=== Section Start ===

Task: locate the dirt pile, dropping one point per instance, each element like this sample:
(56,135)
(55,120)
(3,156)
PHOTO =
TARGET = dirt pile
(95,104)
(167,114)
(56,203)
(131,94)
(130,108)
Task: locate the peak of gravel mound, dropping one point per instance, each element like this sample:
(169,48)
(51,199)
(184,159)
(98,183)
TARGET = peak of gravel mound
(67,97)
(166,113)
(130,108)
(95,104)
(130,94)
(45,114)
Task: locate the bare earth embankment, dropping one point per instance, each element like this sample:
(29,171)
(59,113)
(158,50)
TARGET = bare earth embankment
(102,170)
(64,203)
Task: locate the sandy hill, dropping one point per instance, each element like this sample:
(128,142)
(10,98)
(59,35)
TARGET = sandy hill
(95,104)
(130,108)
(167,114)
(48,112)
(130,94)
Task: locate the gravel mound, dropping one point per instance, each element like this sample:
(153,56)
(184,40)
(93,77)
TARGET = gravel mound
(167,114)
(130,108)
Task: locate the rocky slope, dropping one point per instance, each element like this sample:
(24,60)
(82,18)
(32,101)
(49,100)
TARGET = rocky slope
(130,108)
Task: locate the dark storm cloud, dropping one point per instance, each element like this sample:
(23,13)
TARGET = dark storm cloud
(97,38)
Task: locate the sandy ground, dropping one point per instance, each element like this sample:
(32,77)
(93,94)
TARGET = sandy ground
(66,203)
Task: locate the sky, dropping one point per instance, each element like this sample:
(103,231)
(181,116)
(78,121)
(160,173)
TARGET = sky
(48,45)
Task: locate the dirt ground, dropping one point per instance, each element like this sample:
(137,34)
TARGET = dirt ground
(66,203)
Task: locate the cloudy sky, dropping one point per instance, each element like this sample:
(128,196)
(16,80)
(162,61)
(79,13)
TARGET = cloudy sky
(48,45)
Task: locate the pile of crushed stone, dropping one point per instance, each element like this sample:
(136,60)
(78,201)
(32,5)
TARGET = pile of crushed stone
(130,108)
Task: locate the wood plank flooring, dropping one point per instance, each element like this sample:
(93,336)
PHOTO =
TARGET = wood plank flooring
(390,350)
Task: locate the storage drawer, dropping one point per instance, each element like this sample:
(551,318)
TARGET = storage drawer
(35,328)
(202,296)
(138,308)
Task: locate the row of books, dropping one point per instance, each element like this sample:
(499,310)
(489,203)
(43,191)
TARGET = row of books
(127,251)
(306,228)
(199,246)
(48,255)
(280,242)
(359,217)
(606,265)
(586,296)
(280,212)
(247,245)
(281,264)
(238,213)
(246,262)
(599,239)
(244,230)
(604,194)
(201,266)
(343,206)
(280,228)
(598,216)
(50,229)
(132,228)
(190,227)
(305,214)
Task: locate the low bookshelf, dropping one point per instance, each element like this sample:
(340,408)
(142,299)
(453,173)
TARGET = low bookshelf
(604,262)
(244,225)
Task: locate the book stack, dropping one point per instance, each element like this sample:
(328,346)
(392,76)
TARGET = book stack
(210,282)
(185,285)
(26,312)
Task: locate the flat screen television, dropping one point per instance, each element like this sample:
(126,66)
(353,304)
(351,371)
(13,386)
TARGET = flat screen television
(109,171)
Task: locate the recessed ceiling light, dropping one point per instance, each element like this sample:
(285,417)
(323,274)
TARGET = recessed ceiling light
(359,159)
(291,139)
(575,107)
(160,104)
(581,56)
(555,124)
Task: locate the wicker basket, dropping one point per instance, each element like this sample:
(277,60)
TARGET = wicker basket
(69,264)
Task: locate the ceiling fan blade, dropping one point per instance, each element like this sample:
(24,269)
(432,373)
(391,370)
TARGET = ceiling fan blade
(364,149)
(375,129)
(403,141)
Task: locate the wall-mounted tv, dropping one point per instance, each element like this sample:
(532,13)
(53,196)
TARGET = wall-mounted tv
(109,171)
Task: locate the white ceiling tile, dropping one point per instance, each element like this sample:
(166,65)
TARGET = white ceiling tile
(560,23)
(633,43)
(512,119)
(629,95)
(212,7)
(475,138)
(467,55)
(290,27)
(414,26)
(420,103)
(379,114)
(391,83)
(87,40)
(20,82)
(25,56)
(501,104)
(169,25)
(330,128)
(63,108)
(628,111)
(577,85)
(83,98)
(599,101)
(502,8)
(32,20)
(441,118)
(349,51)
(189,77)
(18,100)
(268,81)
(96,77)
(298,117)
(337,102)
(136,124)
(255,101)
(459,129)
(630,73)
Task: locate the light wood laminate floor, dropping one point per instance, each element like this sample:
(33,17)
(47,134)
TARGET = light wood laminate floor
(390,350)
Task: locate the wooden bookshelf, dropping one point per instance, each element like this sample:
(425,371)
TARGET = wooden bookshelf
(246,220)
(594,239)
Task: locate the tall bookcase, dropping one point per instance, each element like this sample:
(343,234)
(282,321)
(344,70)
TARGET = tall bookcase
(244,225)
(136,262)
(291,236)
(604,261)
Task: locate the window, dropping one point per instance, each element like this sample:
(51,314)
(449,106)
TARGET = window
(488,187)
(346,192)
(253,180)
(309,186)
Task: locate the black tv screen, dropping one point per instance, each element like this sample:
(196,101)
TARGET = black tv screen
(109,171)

=== Section End ===

Recreate the listing word for word, omitting nothing.

■ RESPONSE FOR THIS EXERCISE:
Task: locate the dirt pile, dropping one point per instance, each element like this sample:
(56,135)
(55,120)
(3,156)
PHOTO =
TARGET = dirt pile
(95,104)
(167,114)
(56,203)
(131,94)
(130,108)
Task: locate the peak of gravel mound, dropping one point per instance, each element like this sample:
(169,48)
(51,199)
(184,159)
(98,183)
TARGET = peak of gravel mound
(67,97)
(166,113)
(130,108)
(95,104)
(130,94)
(45,114)
Task: locate the bare earth embankment, dropping one point per instance, each element like this sample:
(29,171)
(59,113)
(158,50)
TARGET = bare earth embankment
(102,170)
(64,203)
Task: locate the sandy hill, dropping one point per instance, each element like this sample:
(128,142)
(10,98)
(59,35)
TARGET = sandy hill
(95,104)
(130,108)
(167,114)
(48,112)
(130,94)
Task: locate the gravel mound, dropping one point per instance, each element like this sample:
(153,56)
(184,40)
(93,77)
TARGET = gravel mound
(167,114)
(130,108)
Task: locate the rocky slope, dropping one point per instance, each element like this sample:
(24,60)
(82,18)
(32,101)
(49,100)
TARGET = rocky slope
(130,108)
Task: locate the dark storm cloud, dropping one point per instance, each element like this sample:
(23,13)
TARGET = dark storm cloud
(97,38)
Task: locate the sandy ground, dropping one point per instance, each element like this sample:
(32,77)
(93,94)
TARGET = sandy ground
(66,203)
Task: locate the sky, dropping one point per instance, each element like this sample:
(103,231)
(181,116)
(78,121)
(160,173)
TARGET = sky
(48,45)
Task: locate the dirt ground, dropping one point per instance, each element like this sample:
(137,34)
TARGET = dirt ground
(66,203)
Task: locate the cloudy sky, dropping one point per instance, each element like this sample:
(128,196)
(16,80)
(162,61)
(79,13)
TARGET = cloudy sky
(48,45)
Task: locate the pile of crushed stone, dropping one point per instance, each element like this sample:
(136,60)
(78,201)
(32,5)
TARGET = pile of crushed stone
(130,108)
Task: locate the wood plank flooring, dropping one point per instance, each element like this sample:
(93,336)
PHOTO =
TARGET = wood plank flooring
(390,350)
Task: locate the storage drawer, dropping one point per instance, each element like this sample:
(551,318)
TARGET = storage drawer
(35,328)
(202,296)
(138,308)
Task: locate the row of books, dropping one point per instance, each element like this sample:
(499,310)
(489,203)
(43,191)
TARGET = row of books
(127,251)
(306,228)
(199,246)
(48,255)
(280,242)
(359,217)
(606,265)
(586,296)
(280,212)
(247,245)
(281,264)
(238,213)
(246,262)
(599,239)
(244,230)
(604,194)
(201,266)
(343,206)
(280,228)
(598,216)
(50,229)
(132,228)
(190,227)
(305,214)
Task: locate the low bookshelf, dropping one point per instance, each element like this sample:
(340,408)
(142,299)
(453,173)
TARGET = low bookshelf
(604,262)
(244,225)
Task: locate the book stack, dropping one point per instance, each element like this sample:
(328,346)
(392,76)
TARGET = book stack
(210,282)
(185,285)
(26,312)
Task: locate the flat screen television, dropping one point per instance, each element like this sample:
(126,66)
(353,304)
(351,371)
(13,386)
TARGET = flat screen television
(109,171)
Task: locate the recessed ceiling light, dropping one point per instance, each element like this sample:
(285,417)
(323,274)
TARGET = recessed ceiling light
(359,159)
(291,139)
(575,107)
(160,104)
(581,56)
(555,124)
Task: locate the wicker basket, dropping one point per instance, each element like this sample:
(277,60)
TARGET = wicker basket
(69,264)
Task: locate the ceiling fan blade, dropping one point per instance, each element like this sample:
(24,269)
(432,373)
(391,370)
TARGET = ceiling fan blade
(364,149)
(375,129)
(403,141)
Task: locate the wall-mounted tv, dropping one point per instance, each element like this sample:
(532,13)
(53,196)
TARGET = wall-mounted tv
(109,171)
Task: locate the white ceiling tile, dropping one point per instance, each element like this sample:
(166,65)
TARGET = white ceiling tile
(560,23)
(633,43)
(512,119)
(629,95)
(212,7)
(475,138)
(467,55)
(290,27)
(414,26)
(420,103)
(379,114)
(391,83)
(87,40)
(20,82)
(25,56)
(501,104)
(169,25)
(330,128)
(63,108)
(628,111)
(577,85)
(83,98)
(599,101)
(502,8)
(32,20)
(441,118)
(349,51)
(189,77)
(18,100)
(268,81)
(96,77)
(298,117)
(337,102)
(136,124)
(255,101)
(459,129)
(630,73)
Task: locate the light wood laminate floor, dropping one point per instance, each element like this sample:
(33,17)
(47,134)
TARGET = light wood laminate floor
(390,350)
Task: locate the wooden bookshelf, dropping one point per instance, each element like this sample:
(425,371)
TARGET = wooden bookshelf
(246,220)
(594,239)
Task: locate the tall bookcase, dropping one point per instance, each element like this sample:
(343,234)
(282,321)
(344,70)
TARGET = tall bookcase
(244,225)
(136,262)
(291,236)
(604,261)
Task: locate the window, dropping one point per instance, each element like this sample:
(51,314)
(449,106)
TARGET = window
(488,187)
(346,192)
(253,180)
(309,186)
Task: locate the black tv screen, dropping one point per instance, each element like this sample:
(196,101)
TARGET = black tv screen
(109,171)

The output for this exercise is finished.